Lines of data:
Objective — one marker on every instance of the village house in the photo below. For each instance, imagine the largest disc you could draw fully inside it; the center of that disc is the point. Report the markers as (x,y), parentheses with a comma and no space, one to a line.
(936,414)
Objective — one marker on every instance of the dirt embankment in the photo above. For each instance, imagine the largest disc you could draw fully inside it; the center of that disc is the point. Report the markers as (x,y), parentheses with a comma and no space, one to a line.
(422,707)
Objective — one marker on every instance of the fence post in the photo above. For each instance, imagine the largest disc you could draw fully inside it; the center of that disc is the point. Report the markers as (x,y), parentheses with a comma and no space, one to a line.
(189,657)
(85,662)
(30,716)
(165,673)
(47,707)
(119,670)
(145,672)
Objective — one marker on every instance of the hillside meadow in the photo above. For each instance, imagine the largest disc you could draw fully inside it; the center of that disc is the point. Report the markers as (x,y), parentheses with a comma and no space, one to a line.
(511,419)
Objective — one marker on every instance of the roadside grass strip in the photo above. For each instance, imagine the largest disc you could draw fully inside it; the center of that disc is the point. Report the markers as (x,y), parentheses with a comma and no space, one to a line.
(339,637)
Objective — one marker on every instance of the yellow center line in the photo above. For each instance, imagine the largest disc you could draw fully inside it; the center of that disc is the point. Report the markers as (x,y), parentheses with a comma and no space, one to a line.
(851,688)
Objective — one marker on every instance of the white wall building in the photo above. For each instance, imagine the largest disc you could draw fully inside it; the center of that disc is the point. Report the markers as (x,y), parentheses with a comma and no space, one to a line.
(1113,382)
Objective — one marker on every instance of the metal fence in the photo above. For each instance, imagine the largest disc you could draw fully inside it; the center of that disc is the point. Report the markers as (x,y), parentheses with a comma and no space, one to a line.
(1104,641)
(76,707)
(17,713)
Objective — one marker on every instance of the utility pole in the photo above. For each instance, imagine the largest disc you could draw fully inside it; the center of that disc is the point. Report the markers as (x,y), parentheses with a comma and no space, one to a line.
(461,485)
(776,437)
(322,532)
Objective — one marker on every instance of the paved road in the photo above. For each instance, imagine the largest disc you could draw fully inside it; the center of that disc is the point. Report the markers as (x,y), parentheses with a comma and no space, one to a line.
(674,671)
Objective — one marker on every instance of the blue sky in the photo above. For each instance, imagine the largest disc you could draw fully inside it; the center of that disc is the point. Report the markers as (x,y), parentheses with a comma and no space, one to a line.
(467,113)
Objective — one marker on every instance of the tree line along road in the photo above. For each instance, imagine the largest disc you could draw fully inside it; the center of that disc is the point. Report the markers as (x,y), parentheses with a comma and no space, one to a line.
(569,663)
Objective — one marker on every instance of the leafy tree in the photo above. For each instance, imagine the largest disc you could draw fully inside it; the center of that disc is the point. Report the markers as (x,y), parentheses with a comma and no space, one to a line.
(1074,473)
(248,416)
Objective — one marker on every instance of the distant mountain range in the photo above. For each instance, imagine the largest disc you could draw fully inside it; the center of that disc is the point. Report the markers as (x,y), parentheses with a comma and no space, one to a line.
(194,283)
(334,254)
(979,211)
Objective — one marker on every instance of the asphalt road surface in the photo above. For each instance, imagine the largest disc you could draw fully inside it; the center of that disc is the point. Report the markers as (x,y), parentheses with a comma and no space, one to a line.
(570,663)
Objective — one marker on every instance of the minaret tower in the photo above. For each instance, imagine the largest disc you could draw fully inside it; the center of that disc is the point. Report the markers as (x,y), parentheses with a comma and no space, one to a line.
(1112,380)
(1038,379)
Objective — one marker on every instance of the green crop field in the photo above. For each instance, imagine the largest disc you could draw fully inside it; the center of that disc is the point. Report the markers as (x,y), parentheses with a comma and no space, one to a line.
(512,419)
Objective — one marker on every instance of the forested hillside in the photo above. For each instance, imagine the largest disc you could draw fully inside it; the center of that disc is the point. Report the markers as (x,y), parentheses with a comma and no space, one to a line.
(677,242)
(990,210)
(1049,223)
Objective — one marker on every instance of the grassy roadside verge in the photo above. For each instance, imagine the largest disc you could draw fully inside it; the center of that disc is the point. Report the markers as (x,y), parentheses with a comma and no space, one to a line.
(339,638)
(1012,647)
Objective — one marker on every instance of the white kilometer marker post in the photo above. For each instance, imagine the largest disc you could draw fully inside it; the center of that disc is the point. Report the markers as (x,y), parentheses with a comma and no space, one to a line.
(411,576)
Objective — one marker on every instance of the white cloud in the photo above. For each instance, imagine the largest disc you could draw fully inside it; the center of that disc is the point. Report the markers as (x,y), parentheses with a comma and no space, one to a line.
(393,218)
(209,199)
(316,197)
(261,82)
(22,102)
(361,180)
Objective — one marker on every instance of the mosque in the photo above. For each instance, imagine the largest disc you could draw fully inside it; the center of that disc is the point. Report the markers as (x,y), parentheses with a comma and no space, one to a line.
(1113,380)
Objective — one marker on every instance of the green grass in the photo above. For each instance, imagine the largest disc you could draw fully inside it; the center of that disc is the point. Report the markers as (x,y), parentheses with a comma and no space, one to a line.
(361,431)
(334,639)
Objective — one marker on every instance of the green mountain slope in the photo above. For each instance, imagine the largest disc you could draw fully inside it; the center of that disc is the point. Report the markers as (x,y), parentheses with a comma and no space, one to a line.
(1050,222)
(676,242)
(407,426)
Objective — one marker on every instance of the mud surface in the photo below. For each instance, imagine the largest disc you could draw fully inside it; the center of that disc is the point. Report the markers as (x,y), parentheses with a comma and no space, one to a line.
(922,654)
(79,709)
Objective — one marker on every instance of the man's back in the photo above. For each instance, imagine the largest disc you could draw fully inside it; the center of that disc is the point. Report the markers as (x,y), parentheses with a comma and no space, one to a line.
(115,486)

### [SHORT PROBLEM]
Retype the records in full. Keep every line identical to the original.

### [THE RESULT]
Objective — one marker on every instance of the village house in the photo below. For each instance, imagine the largest disc you could draw fully inside it; the center of that disc is the point. Report the markers as (x,y), parentheses with a comma and no space, one to a line.
(936,414)
Objective — one marker on every instance of the dirt embankment in the photo above. For each instance, imagine the largest disc you could draw fully inside it; the center of that disc is the point. Report the markers as (x,y), parentheses with a comma and no space, one to a line.
(422,707)
Objective — one marker on every instance of the fence post in the photo above. For each instance, imagine the largest disc you could draw fully inside it; the center of that disc is the point. Report the markers as (x,y), parentheses with a comma and no space, one to a line.
(189,657)
(85,662)
(30,716)
(165,673)
(47,707)
(119,670)
(145,672)
Objective — one marker on every instance of the hillside meadow in the photo above. For each instance, imagine the largest disc you could draw fully inside it; the center of that disc is the point. Report the markers as (x,y), parentheses with a comma and no space, one to a line.
(511,419)
Objective — one marker on every instance of the roadside grass strip in the photo above. For each instance, imagine the largest disc you could draw fully inside it; the center of that disc is the point. Report the markers as (x,y), parentheses with a comma and no space, one to a line.
(339,637)
Objective — one marker on every instance of the yellow center line in the photo above. For each instance, imagine the largest disc you could draw fully inside it; the center of that disc is the point. Report the markers as (x,y), parentheses with a comma and no space, one to a line.
(851,688)
Objective — one marker on every instance of the white wall building in the photo above. For each instance, imagine the largest disc you could draw fully inside it; the center of that disc is the point. Report the markers as (x,y), parentheses with a comma and no space, one to a line.
(1113,382)
Objective — one marker on every instance of the metal fence in the photo above. For each instance, imagine the largest disc you could draw fully inside it; the center of that disc is the point. Report the markers as (x,y), parentheses with a comma and no space, one to a line.
(1104,641)
(76,707)
(17,713)
Objective — one marker on every instance of the utility pole in the photo above. For each instance, imagine the largest disc you could draw fully inside it; the center of that disc is the point. Report the markers as (x,y), parentheses with a comma and no space, one to a line.
(461,485)
(776,437)
(322,532)
Objective — one marker on every instance of the paved road in the photo above. For each instance, imagine the largest disc you could draw fully inside it; the center of that disc is the point. Report the markers as (x,y), parentheses with a comma and no space, one to a line.
(674,671)
Objective — one marker on every instance of the blue sky in the photo above. For each instance, imagine the largest disc you could draw fully inside it; the center of that disc is the point. Report the markers as (x,y), parentheses with a comma and no space, one to a line.
(467,113)
Objective — one marker on every instance of the tree line along road in the photo above. For each instance, imagine the largest disc you could draw fully inside it; the center of that disc is the point. Report the markers as (x,y), parentheses with a comma and no space, one to a line.
(569,663)
Objective — one marker on every instance of the leafy tree in the photo above. For each instance, imagine the largest disc you could draw fully inside it; the center of that disc is the point. Report the markers as (x,y), parentheses with a comma and no space, one to a line.
(1074,473)
(248,416)
Objective — one marker on every instance of the distant mountain range in the photo above. For each instance, imagine the largest disc you could draw fully inside it; the center of that disc is the point. Report the markers as (x,y), parentheses with a comma and no space, one to a line.
(194,283)
(334,254)
(979,211)
Objective — one marker on every instance of the asphalt road surface in the photo above. For each instance, imagine the largest disc you could draw fully inside it; the center of that disc is the point. Report the markers as (x,y), parentheses with a comma and no space, one to a line.
(570,663)
Objective — one marker on every instance of the minaret tower in the photo above. For each instance, imagine the largest disc you could draw fully inside it; the center of that disc is the point. Report the markers as (x,y), parentheses with a comma and no space, one to a line.
(1112,380)
(1038,379)
Objective — one marker on every instance of the green crop field in the photo above. For each instance, imagine the largest disc you could draw fully inside it; the center of that disc is the point. Report the markers as (x,y), parentheses with a comma and no space, one to a line.
(512,419)
Objective — one marker on every instance of the forested hillside in the photo above. For each instance, imagine the largest disc you could draw fully inside it; the center of that disc is the point. Report the markers as (x,y), parentheses with a comma and no space, one to a line.
(677,242)
(990,210)
(1049,223)
Objective — one marker on every instance of the grassy roadside verge in the photo above. For each instance, imagine the largest disc you could draw fully inside it; the center of that disc is the point. Report the markers as (x,y), parentheses with a comma and no space, one to a line.
(339,638)
(1012,647)
Objective — one marker on every instance of the white kilometer marker post in the photo above. For each instance, imagine the largest disc you could draw fully inside it; the center of that disc is the point. Report the markers as (x,y), parentheses with a comma and no space, one to a line.
(411,576)
Objective — one marker on every instance of the white cloud in the photo above. For each instance, imagine the largest disc you could draw fully inside it; the center of that disc is the point. Report the markers as (x,y), parentheses with a comma and no space, one to a line.
(393,218)
(209,199)
(316,197)
(261,82)
(22,102)
(361,180)
Objective — one marker on every instance of the mosque in the photo above. For each instance, imagine the largest disc you could draw fully inside it; the center of that disc is the point. Report the markers as (x,y), parentheses with a comma and no space, one to a line.
(1113,380)
Objective — one marker on every instance of the green grass in the photo above. For each instance, imagine the largest disc you could draw fully inside it; the center of that disc is the point. Report the markers as (x,y), parentheses with a comma and no space, one to a line.
(361,431)
(334,639)
Objective — one marker on every instance of the green mountain slope in the photo above. For each instance, imagine the largest disc you could draw fully inside it; the center of that disc is the point. Report the markers as (x,y), parentheses with a comma and no space, one to a line.
(1050,222)
(676,242)
(407,426)
Objective — one marker on every instance of the mud surface in the photo below. For each instance, imagine the largest disc you could draw fully inside it; the center of that disc is the point. Report the markers as (x,y), parentheses with a comma and no space, one to a line.
(922,654)
(79,709)
Objective — one marker on every instance of the man's back in the photo above. For each instance, imagine the largest disc you could draw fully inside it; the center of that disc is the point. Report the markers as (x,y), parentheses with a comma and no space, one to a line.
(115,486)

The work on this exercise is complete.